Locate the line containing "Task: place one keypoint per instance of the ship hull" in the material below; repeat it and every line after it, exactly as written.

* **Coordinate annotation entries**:
::::::
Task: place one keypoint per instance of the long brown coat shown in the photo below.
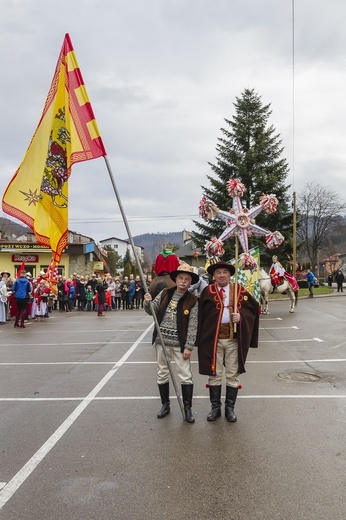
(209, 320)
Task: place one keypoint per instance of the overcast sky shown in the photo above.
(162, 75)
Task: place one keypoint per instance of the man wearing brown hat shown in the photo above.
(224, 336)
(176, 310)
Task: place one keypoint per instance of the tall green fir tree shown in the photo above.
(250, 150)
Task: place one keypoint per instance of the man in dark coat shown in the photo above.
(224, 336)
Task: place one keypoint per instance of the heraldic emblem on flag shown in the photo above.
(67, 133)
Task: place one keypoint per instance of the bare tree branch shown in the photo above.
(320, 209)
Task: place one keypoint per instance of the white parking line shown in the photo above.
(279, 328)
(11, 487)
(334, 360)
(149, 398)
(291, 340)
(78, 343)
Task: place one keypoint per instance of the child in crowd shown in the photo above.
(89, 293)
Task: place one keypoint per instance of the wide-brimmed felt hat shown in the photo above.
(185, 268)
(221, 265)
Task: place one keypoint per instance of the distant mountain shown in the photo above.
(153, 243)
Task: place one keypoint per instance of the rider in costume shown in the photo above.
(278, 275)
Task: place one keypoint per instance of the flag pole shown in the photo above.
(144, 285)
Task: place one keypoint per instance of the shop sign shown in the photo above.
(16, 245)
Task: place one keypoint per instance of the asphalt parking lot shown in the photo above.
(80, 437)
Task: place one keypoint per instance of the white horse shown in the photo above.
(266, 288)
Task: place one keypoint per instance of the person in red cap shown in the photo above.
(224, 336)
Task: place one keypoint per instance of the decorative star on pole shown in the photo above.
(240, 221)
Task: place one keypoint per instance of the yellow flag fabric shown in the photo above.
(67, 133)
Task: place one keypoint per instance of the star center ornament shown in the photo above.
(240, 222)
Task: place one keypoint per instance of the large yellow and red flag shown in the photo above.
(67, 133)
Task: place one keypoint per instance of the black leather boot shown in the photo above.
(164, 394)
(215, 399)
(187, 391)
(231, 397)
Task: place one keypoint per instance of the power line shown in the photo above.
(134, 219)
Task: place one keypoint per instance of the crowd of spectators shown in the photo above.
(89, 293)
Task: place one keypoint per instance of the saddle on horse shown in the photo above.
(276, 280)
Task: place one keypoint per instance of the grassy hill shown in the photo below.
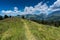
(21, 29)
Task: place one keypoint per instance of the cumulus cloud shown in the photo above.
(38, 9)
(55, 6)
(10, 12)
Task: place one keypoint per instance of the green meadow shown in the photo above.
(22, 29)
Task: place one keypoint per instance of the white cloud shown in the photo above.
(10, 12)
(55, 6)
(39, 7)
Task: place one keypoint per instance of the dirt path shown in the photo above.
(28, 33)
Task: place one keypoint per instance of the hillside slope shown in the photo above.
(21, 29)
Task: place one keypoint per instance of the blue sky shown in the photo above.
(9, 4)
(15, 7)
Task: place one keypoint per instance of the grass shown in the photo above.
(14, 29)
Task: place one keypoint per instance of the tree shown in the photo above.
(6, 16)
(23, 16)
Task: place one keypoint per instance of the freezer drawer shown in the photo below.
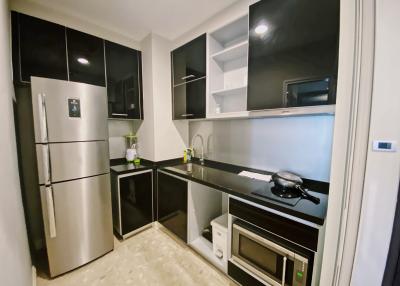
(68, 161)
(68, 111)
(78, 222)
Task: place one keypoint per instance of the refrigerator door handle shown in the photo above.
(51, 212)
(46, 164)
(43, 117)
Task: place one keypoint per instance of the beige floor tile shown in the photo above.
(149, 258)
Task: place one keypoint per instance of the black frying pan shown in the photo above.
(292, 181)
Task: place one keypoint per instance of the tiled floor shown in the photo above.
(149, 258)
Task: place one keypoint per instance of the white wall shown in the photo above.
(298, 144)
(160, 138)
(43, 12)
(15, 262)
(170, 136)
(146, 135)
(383, 169)
(117, 128)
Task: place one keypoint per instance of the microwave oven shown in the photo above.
(269, 258)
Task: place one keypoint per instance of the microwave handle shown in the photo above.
(284, 270)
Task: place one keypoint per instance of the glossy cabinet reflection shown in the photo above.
(189, 100)
(38, 48)
(189, 61)
(293, 53)
(124, 89)
(132, 201)
(172, 204)
(85, 58)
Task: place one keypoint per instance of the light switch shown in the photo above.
(384, 146)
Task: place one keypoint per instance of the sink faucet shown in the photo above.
(202, 147)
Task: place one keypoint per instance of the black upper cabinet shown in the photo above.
(189, 100)
(189, 61)
(85, 58)
(136, 201)
(293, 53)
(38, 48)
(124, 90)
(188, 79)
(172, 204)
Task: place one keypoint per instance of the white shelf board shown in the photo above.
(231, 91)
(228, 115)
(234, 52)
(204, 247)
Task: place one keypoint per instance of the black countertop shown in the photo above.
(129, 168)
(231, 183)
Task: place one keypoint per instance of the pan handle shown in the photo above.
(307, 195)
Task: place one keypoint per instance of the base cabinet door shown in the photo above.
(172, 204)
(132, 201)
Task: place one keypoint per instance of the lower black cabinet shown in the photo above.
(172, 204)
(190, 100)
(132, 201)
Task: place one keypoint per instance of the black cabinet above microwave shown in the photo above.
(189, 61)
(85, 58)
(293, 53)
(124, 82)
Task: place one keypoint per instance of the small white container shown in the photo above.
(220, 236)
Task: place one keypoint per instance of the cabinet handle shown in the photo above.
(284, 270)
(43, 117)
(188, 76)
(51, 212)
(46, 164)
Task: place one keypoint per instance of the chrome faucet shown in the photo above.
(202, 147)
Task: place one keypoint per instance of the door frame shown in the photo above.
(350, 142)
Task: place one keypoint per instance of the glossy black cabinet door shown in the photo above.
(189, 100)
(189, 61)
(136, 201)
(172, 204)
(293, 50)
(124, 90)
(41, 48)
(85, 58)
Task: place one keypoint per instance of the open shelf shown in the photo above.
(228, 115)
(241, 90)
(231, 53)
(227, 69)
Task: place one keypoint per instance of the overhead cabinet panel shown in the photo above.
(293, 53)
(41, 48)
(124, 83)
(85, 58)
(189, 61)
(189, 100)
(189, 79)
(172, 213)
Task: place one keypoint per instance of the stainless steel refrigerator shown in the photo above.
(70, 134)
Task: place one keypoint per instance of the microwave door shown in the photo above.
(266, 259)
(68, 111)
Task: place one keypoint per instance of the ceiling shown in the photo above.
(137, 18)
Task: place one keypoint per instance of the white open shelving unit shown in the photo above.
(227, 56)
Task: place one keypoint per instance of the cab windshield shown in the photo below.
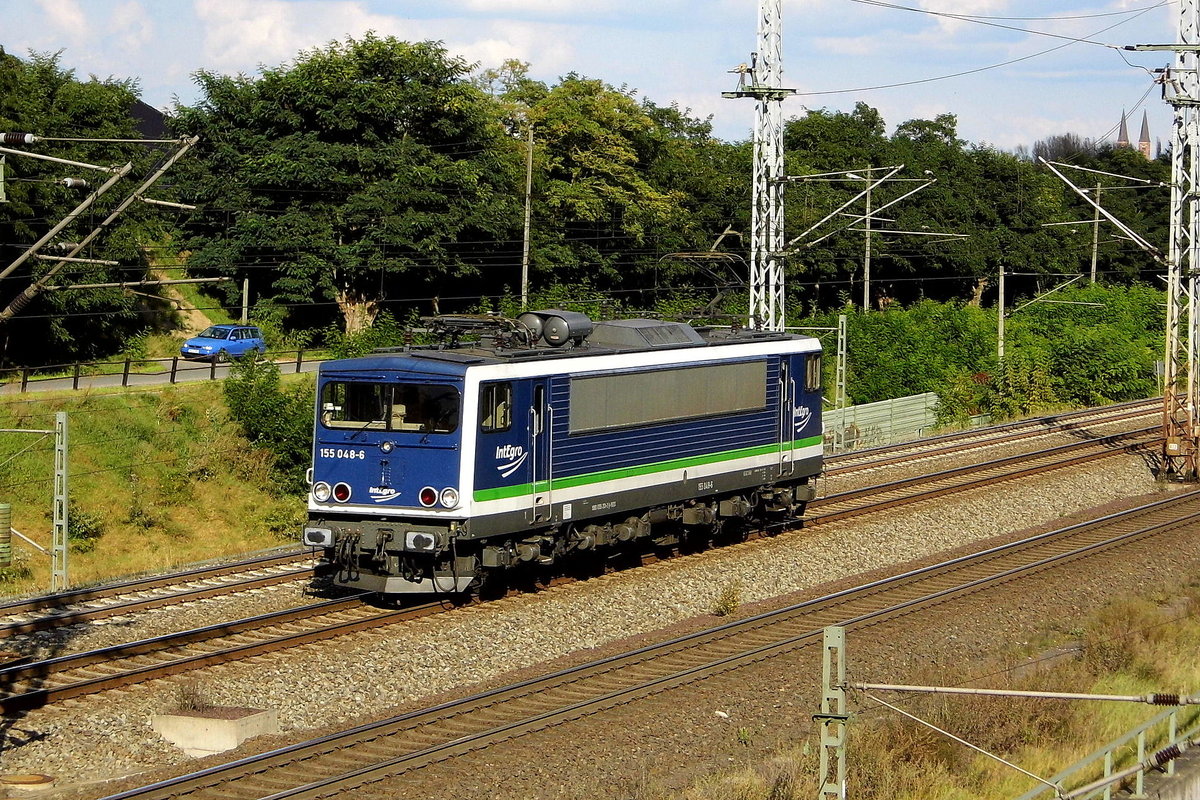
(418, 408)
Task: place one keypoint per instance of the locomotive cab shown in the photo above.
(387, 474)
(433, 468)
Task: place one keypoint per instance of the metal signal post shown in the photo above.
(762, 80)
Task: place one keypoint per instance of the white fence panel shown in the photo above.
(873, 425)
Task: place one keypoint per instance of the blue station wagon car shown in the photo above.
(225, 342)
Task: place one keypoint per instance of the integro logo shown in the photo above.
(510, 457)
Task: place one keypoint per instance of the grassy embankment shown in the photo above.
(1133, 647)
(157, 479)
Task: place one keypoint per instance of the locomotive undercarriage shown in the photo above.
(402, 557)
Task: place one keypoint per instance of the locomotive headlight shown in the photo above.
(417, 540)
(318, 536)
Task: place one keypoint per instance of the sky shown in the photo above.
(1025, 74)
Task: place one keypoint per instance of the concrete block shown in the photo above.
(216, 729)
(19, 786)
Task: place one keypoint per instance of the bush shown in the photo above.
(274, 417)
(84, 529)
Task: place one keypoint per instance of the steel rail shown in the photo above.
(102, 601)
(978, 438)
(72, 608)
(460, 727)
(59, 686)
(69, 675)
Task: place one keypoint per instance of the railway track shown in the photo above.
(999, 434)
(76, 607)
(371, 761)
(33, 685)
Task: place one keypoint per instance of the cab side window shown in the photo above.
(495, 407)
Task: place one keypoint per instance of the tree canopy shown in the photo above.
(375, 174)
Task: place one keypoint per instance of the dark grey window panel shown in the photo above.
(648, 397)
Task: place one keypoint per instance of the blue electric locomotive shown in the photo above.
(437, 467)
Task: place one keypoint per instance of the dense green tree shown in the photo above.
(37, 95)
(365, 169)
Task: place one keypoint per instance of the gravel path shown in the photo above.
(364, 675)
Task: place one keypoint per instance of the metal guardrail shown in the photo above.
(173, 368)
(880, 423)
(1133, 746)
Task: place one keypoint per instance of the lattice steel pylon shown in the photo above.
(1181, 395)
(762, 80)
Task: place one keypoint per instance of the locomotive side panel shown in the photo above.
(555, 453)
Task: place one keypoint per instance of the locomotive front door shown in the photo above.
(540, 425)
(786, 417)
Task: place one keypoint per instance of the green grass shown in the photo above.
(210, 306)
(1134, 645)
(166, 476)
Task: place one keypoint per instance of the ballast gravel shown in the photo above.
(339, 683)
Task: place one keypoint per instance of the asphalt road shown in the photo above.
(185, 372)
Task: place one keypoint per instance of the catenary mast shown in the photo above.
(1181, 396)
(762, 80)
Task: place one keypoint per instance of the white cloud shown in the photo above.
(239, 35)
(131, 25)
(549, 49)
(66, 17)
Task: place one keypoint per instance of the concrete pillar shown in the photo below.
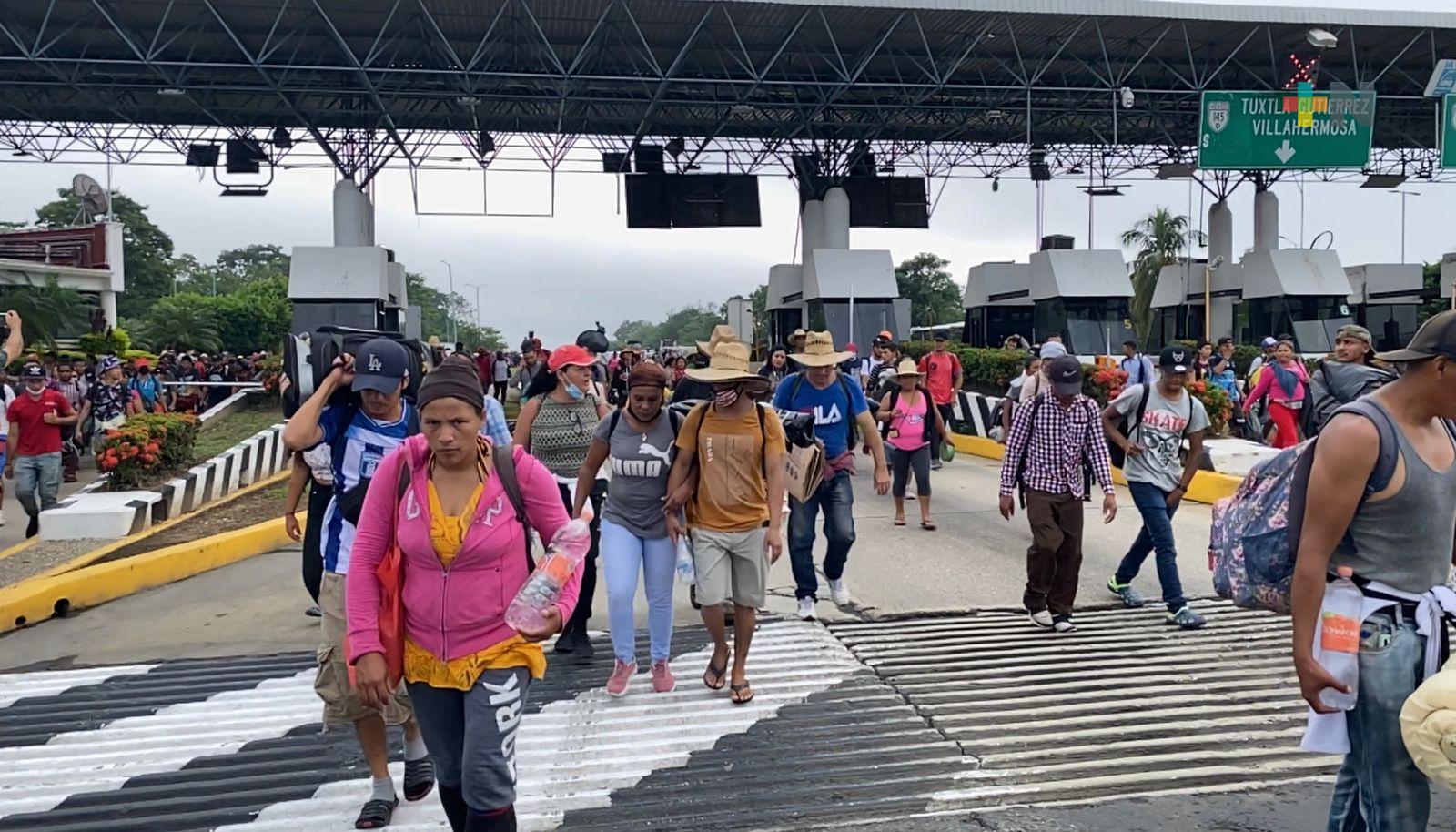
(812, 228)
(108, 305)
(836, 220)
(353, 216)
(1266, 220)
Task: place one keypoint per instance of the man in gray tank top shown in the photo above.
(1401, 536)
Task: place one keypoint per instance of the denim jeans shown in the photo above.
(836, 499)
(1378, 787)
(36, 482)
(1155, 536)
(623, 555)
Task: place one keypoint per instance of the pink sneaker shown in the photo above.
(662, 681)
(621, 675)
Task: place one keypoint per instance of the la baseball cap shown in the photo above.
(1436, 337)
(1174, 359)
(380, 366)
(1065, 373)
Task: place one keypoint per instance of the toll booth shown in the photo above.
(1300, 291)
(1085, 295)
(1387, 299)
(997, 303)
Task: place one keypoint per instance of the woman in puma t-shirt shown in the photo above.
(638, 441)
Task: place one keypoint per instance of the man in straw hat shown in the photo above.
(735, 512)
(839, 407)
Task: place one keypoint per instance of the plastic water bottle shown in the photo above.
(686, 573)
(542, 591)
(1340, 620)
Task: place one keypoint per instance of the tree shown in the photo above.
(1159, 239)
(46, 310)
(147, 248)
(934, 295)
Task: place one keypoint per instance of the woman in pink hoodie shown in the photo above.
(466, 553)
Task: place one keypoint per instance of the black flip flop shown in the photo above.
(420, 778)
(376, 813)
(739, 689)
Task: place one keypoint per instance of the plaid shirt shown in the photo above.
(1056, 448)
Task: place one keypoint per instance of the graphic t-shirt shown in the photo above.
(366, 443)
(28, 414)
(733, 492)
(640, 463)
(830, 407)
(939, 375)
(1161, 433)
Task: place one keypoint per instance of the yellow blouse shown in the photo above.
(448, 535)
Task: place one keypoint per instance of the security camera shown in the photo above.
(1322, 40)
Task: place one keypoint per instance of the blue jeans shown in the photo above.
(1155, 536)
(836, 499)
(1378, 787)
(623, 554)
(36, 482)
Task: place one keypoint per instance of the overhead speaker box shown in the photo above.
(692, 201)
(887, 201)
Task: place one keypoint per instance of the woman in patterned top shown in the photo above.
(557, 423)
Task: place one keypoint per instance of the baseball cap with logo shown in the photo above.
(380, 366)
(1174, 359)
(1436, 337)
(1065, 375)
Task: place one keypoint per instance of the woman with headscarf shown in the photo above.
(1285, 379)
(446, 499)
(557, 423)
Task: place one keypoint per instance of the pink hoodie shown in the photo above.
(459, 611)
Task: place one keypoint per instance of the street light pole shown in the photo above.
(450, 302)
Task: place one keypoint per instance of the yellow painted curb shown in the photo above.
(1208, 485)
(40, 598)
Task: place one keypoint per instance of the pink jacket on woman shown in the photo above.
(459, 611)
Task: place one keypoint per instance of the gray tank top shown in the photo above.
(1405, 540)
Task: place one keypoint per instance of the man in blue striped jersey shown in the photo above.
(360, 434)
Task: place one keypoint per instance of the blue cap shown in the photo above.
(380, 366)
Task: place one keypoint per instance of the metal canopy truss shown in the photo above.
(370, 84)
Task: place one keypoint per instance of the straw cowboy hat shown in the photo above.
(721, 332)
(728, 363)
(907, 368)
(819, 351)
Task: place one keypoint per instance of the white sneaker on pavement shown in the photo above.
(807, 609)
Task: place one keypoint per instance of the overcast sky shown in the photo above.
(560, 274)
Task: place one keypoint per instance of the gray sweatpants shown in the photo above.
(470, 735)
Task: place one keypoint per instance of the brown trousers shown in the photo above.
(1055, 557)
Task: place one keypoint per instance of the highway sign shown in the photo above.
(1449, 130)
(1263, 130)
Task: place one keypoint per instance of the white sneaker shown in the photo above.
(807, 609)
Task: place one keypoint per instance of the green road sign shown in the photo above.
(1449, 130)
(1263, 130)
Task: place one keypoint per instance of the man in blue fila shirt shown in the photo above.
(837, 404)
(360, 434)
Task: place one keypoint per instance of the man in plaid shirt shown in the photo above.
(1053, 439)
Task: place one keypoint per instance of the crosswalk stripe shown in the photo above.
(1126, 705)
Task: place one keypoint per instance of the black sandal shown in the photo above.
(376, 813)
(737, 693)
(420, 778)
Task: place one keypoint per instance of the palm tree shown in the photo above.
(182, 320)
(47, 309)
(1159, 238)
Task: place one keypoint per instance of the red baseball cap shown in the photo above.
(570, 356)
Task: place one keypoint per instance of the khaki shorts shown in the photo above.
(341, 701)
(732, 565)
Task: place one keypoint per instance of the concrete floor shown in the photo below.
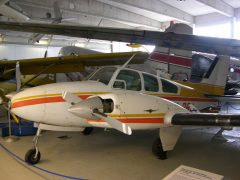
(112, 155)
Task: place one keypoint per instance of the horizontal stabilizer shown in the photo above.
(206, 119)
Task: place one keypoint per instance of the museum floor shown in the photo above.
(112, 155)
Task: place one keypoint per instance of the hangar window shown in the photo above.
(150, 83)
(132, 79)
(103, 75)
(169, 87)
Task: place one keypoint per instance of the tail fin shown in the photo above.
(216, 77)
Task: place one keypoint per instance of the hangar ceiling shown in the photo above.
(140, 14)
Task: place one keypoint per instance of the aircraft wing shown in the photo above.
(212, 45)
(66, 64)
(206, 119)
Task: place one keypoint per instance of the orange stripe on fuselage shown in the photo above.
(42, 100)
(173, 98)
(135, 120)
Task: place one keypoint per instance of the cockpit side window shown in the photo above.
(103, 75)
(132, 79)
(169, 87)
(150, 83)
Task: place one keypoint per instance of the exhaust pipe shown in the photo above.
(206, 119)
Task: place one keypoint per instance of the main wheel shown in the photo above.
(30, 156)
(158, 150)
(87, 130)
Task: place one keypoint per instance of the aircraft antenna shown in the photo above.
(126, 63)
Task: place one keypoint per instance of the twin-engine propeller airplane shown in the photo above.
(126, 100)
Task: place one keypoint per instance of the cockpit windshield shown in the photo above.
(103, 75)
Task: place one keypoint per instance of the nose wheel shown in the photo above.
(33, 155)
(87, 130)
(158, 150)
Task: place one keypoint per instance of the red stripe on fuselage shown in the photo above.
(176, 60)
(172, 98)
(43, 100)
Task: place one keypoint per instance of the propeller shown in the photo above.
(4, 99)
(93, 108)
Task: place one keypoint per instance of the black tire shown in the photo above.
(30, 156)
(87, 130)
(158, 150)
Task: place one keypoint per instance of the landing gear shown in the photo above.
(33, 155)
(158, 150)
(87, 130)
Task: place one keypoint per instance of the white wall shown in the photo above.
(13, 52)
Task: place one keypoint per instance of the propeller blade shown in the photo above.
(2, 96)
(18, 76)
(124, 128)
(71, 98)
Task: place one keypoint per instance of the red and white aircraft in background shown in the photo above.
(126, 100)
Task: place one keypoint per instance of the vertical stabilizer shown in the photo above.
(216, 77)
(176, 62)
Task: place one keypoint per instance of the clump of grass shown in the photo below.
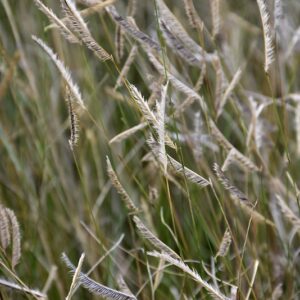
(200, 133)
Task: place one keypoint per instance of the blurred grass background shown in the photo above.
(58, 194)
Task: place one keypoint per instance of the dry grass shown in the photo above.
(189, 115)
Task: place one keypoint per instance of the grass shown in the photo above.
(177, 180)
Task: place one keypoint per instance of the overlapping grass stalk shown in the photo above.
(188, 114)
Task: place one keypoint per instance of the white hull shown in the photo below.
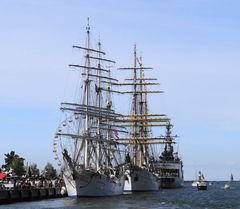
(171, 175)
(69, 183)
(195, 183)
(139, 179)
(92, 184)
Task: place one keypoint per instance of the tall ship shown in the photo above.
(141, 144)
(169, 166)
(83, 143)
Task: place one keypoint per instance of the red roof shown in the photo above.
(2, 175)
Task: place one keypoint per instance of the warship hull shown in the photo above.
(69, 183)
(170, 175)
(139, 179)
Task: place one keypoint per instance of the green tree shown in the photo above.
(14, 162)
(49, 171)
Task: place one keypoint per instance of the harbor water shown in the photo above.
(188, 197)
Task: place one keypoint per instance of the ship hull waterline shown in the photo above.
(140, 180)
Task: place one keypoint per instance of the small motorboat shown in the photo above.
(202, 184)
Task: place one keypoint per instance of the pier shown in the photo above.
(18, 195)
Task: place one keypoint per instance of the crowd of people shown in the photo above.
(11, 182)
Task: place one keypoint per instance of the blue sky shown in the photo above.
(193, 45)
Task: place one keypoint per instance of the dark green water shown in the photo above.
(186, 198)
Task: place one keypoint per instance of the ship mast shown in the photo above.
(91, 122)
(139, 120)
::::::
* **COMPLETE RESPONSE**:
Task: place one keypoint per instance of the ship hull waterline shown in the photo above.
(140, 180)
Task: place one keypoint per instance of the small motorboat shown in the photo above.
(202, 184)
Task: place one keypoint per instance of the pier shown in the photo above.
(18, 195)
Task: place one keypoint per instance of the crowd of people shown in the photo above.
(11, 182)
Task: place one keypoint per instance of the blue sky shown in the photo above.
(193, 45)
Task: place one keypoint per instance of the dark green water shown in the photo above.
(186, 198)
Task: place one keypoint per instance of the ship mast shown in the photo above.
(91, 122)
(139, 120)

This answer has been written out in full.